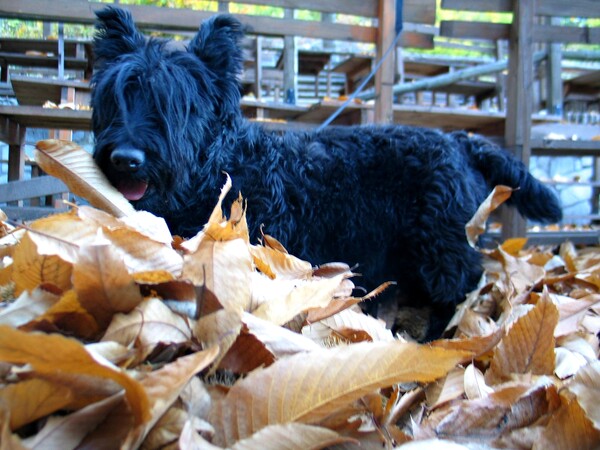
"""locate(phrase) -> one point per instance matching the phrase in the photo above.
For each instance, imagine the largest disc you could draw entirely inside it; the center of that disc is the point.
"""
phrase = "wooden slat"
(479, 5)
(38, 117)
(27, 213)
(555, 34)
(417, 11)
(474, 30)
(19, 59)
(36, 91)
(555, 8)
(35, 187)
(519, 98)
(186, 20)
(496, 31)
(557, 147)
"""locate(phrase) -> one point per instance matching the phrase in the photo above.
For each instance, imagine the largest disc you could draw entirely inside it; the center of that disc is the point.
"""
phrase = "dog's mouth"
(132, 190)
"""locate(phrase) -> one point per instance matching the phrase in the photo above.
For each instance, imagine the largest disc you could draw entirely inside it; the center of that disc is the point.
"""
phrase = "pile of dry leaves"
(115, 335)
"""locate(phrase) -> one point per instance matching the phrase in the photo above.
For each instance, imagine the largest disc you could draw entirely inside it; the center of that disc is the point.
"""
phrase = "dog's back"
(393, 199)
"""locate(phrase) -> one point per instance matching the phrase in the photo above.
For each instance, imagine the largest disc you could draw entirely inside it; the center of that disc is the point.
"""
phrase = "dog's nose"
(127, 159)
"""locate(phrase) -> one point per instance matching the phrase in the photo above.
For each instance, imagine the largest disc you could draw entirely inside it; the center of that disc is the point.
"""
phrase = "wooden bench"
(45, 53)
(37, 91)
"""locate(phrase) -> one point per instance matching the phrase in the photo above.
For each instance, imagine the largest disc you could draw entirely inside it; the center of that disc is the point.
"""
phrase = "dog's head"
(159, 105)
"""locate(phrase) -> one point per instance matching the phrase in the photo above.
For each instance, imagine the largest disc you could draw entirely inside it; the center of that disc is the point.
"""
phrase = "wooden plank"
(384, 77)
(417, 11)
(188, 20)
(541, 33)
(35, 187)
(447, 79)
(27, 213)
(18, 45)
(19, 59)
(182, 19)
(555, 8)
(517, 134)
(556, 147)
(555, 33)
(36, 91)
(38, 117)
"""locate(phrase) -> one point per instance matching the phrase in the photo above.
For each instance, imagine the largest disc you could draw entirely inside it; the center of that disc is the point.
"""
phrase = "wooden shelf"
(37, 91)
(46, 118)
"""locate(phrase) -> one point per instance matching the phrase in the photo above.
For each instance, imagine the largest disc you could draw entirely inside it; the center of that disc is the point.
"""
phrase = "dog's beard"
(131, 189)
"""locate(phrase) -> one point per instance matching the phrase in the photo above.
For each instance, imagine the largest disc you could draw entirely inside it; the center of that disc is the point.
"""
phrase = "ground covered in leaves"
(114, 334)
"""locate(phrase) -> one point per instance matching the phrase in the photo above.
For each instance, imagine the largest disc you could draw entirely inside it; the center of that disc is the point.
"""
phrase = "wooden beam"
(572, 8)
(517, 135)
(449, 78)
(384, 78)
(16, 157)
(554, 84)
(290, 64)
(417, 11)
(35, 187)
(496, 31)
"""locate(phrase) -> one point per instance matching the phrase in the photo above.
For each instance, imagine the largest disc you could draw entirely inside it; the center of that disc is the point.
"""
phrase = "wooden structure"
(414, 74)
(527, 28)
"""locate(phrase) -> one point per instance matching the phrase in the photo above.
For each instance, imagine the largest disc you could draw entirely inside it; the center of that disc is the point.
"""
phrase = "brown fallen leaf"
(528, 347)
(55, 354)
(477, 225)
(288, 392)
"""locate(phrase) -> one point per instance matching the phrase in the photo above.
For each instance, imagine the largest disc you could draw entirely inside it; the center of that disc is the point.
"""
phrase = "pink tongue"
(132, 189)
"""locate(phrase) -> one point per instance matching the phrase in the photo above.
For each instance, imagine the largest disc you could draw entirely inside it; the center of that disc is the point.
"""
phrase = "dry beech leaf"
(522, 274)
(77, 169)
(476, 226)
(68, 431)
(260, 343)
(280, 264)
(287, 390)
(474, 383)
(569, 427)
(148, 324)
(572, 312)
(66, 315)
(103, 285)
(54, 354)
(351, 320)
(488, 418)
(27, 307)
(279, 341)
(528, 347)
(291, 436)
(446, 389)
(141, 253)
(294, 297)
(33, 399)
(586, 386)
(163, 387)
(30, 269)
(225, 268)
(8, 440)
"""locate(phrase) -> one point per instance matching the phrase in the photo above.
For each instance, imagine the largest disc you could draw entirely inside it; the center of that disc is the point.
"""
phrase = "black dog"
(394, 199)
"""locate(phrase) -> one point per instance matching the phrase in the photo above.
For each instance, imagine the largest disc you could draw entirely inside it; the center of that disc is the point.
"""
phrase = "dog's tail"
(533, 200)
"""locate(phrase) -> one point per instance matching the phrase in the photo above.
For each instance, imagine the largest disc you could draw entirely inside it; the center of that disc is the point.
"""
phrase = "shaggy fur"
(393, 199)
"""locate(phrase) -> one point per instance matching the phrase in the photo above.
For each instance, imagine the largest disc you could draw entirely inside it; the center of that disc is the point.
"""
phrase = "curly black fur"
(393, 199)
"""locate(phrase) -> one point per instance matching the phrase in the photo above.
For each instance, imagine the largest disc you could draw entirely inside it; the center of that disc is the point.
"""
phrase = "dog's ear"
(115, 34)
(217, 44)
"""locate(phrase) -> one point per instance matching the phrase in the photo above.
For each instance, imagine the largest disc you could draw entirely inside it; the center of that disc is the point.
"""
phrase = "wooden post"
(517, 133)
(290, 63)
(554, 98)
(384, 78)
(258, 67)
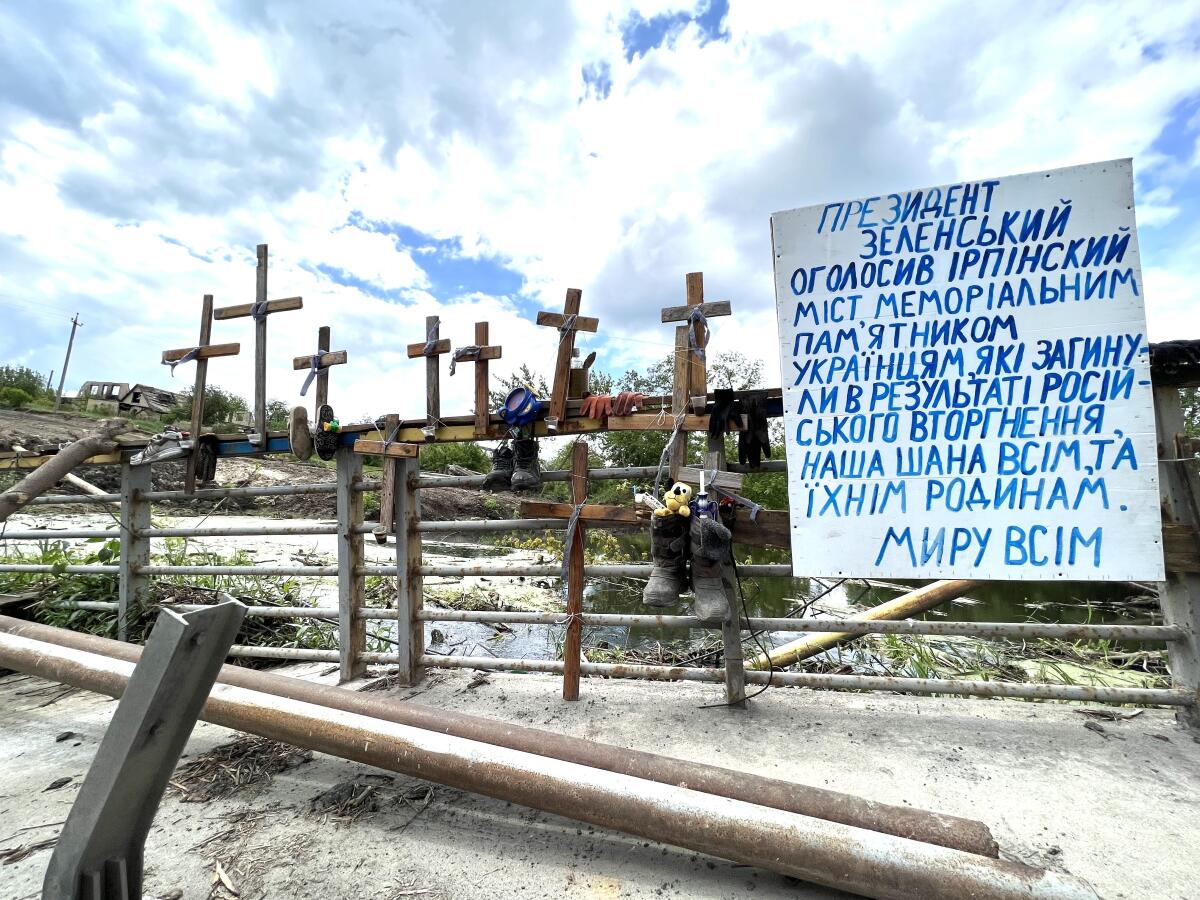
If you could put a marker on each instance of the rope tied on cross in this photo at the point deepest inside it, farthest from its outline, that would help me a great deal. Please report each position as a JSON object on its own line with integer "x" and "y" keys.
{"x": 465, "y": 353}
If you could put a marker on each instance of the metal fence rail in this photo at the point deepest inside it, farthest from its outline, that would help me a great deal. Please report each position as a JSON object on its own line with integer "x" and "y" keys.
{"x": 409, "y": 570}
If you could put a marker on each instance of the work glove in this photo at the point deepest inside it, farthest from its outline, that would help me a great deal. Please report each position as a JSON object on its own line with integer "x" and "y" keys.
{"x": 597, "y": 407}
{"x": 754, "y": 442}
{"x": 726, "y": 413}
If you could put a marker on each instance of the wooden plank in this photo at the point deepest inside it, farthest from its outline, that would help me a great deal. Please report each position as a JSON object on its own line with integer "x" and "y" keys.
{"x": 697, "y": 371}
{"x": 563, "y": 363}
{"x": 259, "y": 437}
{"x": 202, "y": 372}
{"x": 712, "y": 309}
{"x": 327, "y": 359}
{"x": 725, "y": 480}
{"x": 1181, "y": 549}
{"x": 322, "y": 397}
{"x": 216, "y": 349}
{"x": 393, "y": 451}
{"x": 557, "y": 319}
{"x": 409, "y": 594}
{"x": 573, "y": 645}
{"x": 388, "y": 492}
{"x": 351, "y": 625}
{"x": 592, "y": 513}
{"x": 483, "y": 400}
{"x": 653, "y": 421}
{"x": 243, "y": 310}
{"x": 418, "y": 349}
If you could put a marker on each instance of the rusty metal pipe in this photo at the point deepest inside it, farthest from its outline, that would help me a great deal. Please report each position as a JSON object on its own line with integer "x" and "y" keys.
{"x": 839, "y": 856}
{"x": 965, "y": 834}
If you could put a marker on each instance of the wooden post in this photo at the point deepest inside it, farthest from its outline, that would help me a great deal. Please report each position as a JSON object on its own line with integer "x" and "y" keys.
{"x": 202, "y": 373}
{"x": 480, "y": 354}
{"x": 259, "y": 310}
{"x": 1181, "y": 592}
{"x": 133, "y": 588}
{"x": 351, "y": 625}
{"x": 573, "y": 645}
{"x": 202, "y": 353}
{"x": 431, "y": 348}
{"x": 324, "y": 359}
{"x": 569, "y": 322}
{"x": 388, "y": 491}
{"x": 409, "y": 597}
{"x": 679, "y": 401}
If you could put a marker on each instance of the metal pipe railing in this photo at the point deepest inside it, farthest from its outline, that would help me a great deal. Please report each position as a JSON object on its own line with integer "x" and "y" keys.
{"x": 1036, "y": 690}
{"x": 905, "y": 627}
{"x": 598, "y": 474}
{"x": 556, "y": 569}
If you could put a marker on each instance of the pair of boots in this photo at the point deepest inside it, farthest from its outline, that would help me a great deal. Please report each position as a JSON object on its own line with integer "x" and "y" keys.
{"x": 515, "y": 468}
{"x": 673, "y": 539}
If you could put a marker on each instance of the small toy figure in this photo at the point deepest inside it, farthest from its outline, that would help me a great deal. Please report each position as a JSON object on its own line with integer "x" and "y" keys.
{"x": 677, "y": 498}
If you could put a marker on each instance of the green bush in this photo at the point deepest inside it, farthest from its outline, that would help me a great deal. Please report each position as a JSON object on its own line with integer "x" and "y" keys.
{"x": 15, "y": 397}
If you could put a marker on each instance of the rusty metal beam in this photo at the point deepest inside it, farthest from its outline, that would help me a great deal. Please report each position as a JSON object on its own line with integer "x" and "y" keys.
{"x": 965, "y": 834}
{"x": 839, "y": 856}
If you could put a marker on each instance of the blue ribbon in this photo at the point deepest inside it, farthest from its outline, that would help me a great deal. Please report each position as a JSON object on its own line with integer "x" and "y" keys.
{"x": 696, "y": 319}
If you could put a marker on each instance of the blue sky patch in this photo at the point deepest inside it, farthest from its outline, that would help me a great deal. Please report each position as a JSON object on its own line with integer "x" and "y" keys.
{"x": 450, "y": 271}
{"x": 597, "y": 81}
{"x": 641, "y": 35}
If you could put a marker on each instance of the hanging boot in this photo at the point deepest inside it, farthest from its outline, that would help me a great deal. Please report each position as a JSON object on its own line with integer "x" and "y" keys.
{"x": 709, "y": 551}
{"x": 299, "y": 436}
{"x": 669, "y": 550}
{"x": 526, "y": 468}
{"x": 501, "y": 477}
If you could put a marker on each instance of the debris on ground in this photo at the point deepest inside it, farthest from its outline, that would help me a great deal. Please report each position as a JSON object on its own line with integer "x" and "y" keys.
{"x": 348, "y": 801}
{"x": 231, "y": 767}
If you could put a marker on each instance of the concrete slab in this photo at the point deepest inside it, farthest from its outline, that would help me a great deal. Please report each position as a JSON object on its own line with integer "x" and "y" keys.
{"x": 1119, "y": 807}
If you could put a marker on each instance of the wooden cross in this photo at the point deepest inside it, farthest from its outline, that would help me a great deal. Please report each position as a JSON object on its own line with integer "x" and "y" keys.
{"x": 479, "y": 353}
{"x": 259, "y": 311}
{"x": 319, "y": 364}
{"x": 431, "y": 348}
{"x": 568, "y": 322}
{"x": 202, "y": 353}
{"x": 690, "y": 365}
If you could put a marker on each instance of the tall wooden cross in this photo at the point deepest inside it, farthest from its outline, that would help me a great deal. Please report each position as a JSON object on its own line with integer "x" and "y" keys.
{"x": 479, "y": 353}
{"x": 318, "y": 369}
{"x": 259, "y": 310}
{"x": 431, "y": 348}
{"x": 690, "y": 363}
{"x": 569, "y": 322}
{"x": 202, "y": 353}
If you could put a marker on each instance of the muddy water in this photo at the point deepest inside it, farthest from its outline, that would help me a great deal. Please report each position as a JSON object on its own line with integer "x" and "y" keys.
{"x": 997, "y": 601}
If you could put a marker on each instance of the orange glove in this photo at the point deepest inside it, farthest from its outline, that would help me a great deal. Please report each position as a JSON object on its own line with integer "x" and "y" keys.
{"x": 597, "y": 407}
{"x": 625, "y": 402}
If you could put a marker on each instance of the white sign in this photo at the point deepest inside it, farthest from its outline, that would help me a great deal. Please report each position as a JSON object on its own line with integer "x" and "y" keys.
{"x": 966, "y": 382}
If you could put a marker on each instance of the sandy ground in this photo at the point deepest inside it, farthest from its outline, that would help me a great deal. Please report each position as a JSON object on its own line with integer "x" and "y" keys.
{"x": 1120, "y": 809}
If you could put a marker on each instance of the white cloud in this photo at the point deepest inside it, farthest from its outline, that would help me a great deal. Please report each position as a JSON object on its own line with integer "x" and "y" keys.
{"x": 220, "y": 127}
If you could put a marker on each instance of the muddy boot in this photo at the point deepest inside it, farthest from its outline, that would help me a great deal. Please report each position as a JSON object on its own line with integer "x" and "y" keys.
{"x": 669, "y": 550}
{"x": 709, "y": 551}
{"x": 499, "y": 478}
{"x": 299, "y": 436}
{"x": 526, "y": 468}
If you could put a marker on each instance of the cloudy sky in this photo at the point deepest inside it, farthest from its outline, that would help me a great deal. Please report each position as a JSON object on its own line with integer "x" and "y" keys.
{"x": 477, "y": 159}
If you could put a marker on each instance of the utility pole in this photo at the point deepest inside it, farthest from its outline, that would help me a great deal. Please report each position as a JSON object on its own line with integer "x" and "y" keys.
{"x": 75, "y": 324}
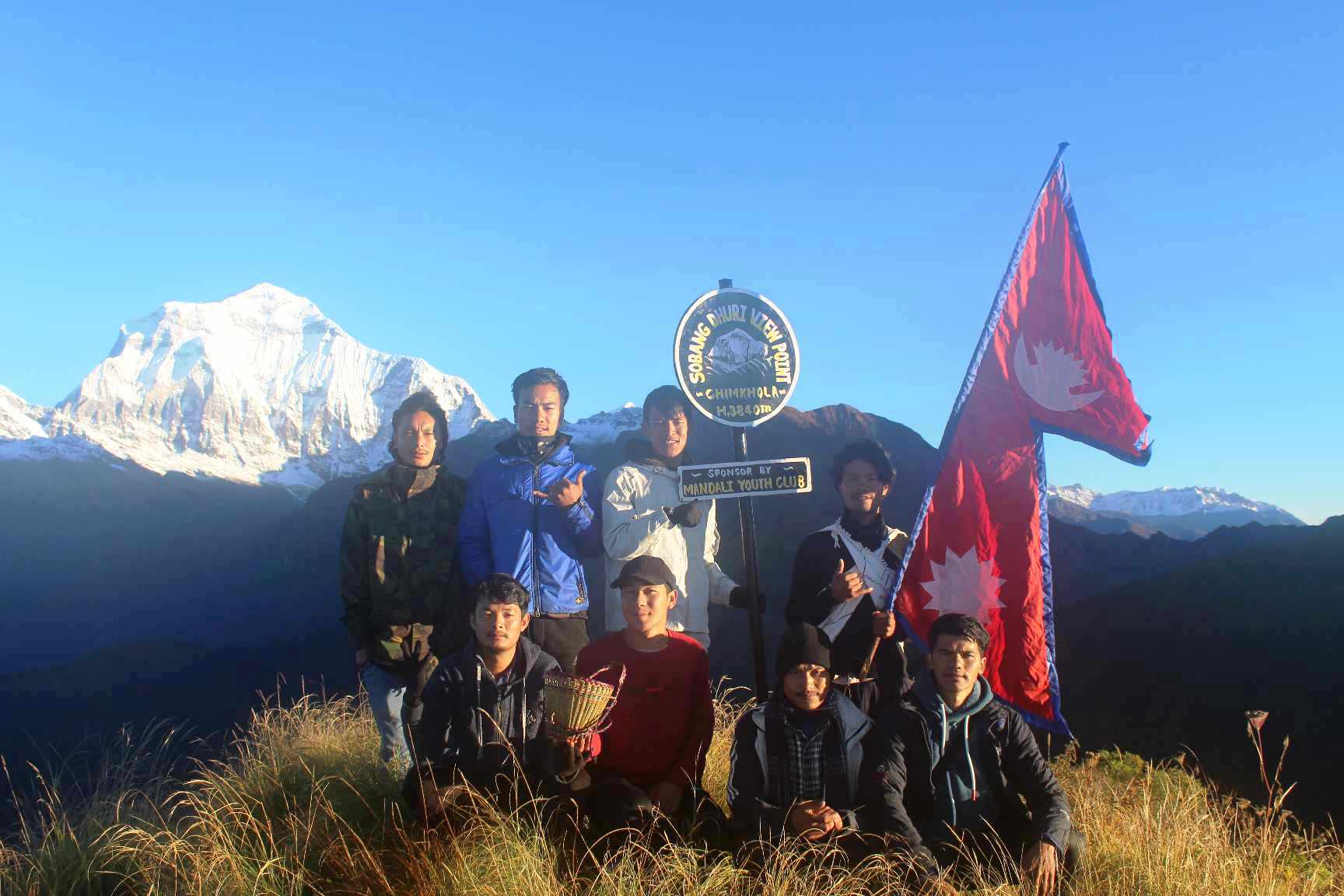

┄┄┄┄┄┄

- **What you need to do**: Please copy exactly the lines from the one that contains "of the sandy" through the last line of the listing above, leaving out the pictures.

- **Finished task**:
If you could put a marker on each instance of the sandy ground in this photo at the point deepest inside it, farthest from its outline, that would help me a great deal. Please report each position as a JSON object on its own line with integer "x" and "y" keys.
{"x": 1120, "y": 809}
If you could put a marker on each instance of the white cloud in this photo at the point deepest inside it, farthest from its outline, that would help me a great deal. Please report each position as a JSON object on its own line with integer "x" and "y" keys.
{"x": 220, "y": 127}
If you could put a marker on each instance of the muddy boot in this photo at the point deepest inside it, farthest from its outline, that would help me a great deal. Please report each position as a JSON object on its own line with integer "x" and "y" keys.
{"x": 669, "y": 550}
{"x": 709, "y": 551}
{"x": 499, "y": 478}
{"x": 299, "y": 436}
{"x": 526, "y": 468}
If you could put a marker on each instance of the cloudy sky in this photo at the point deepest inside it, farthest from its outline, that would help me a great deal. Please report each position as a JSON object on its own line with integer "x" and "y" keys.
{"x": 477, "y": 159}
If you could put a marker on each instance of the utility pole in this photo at the point deepest inside it, farthest from its outline, that would help me a great deal. Please report each position as a JSON object on its own line with integer "x" and "y" keys.
{"x": 75, "y": 324}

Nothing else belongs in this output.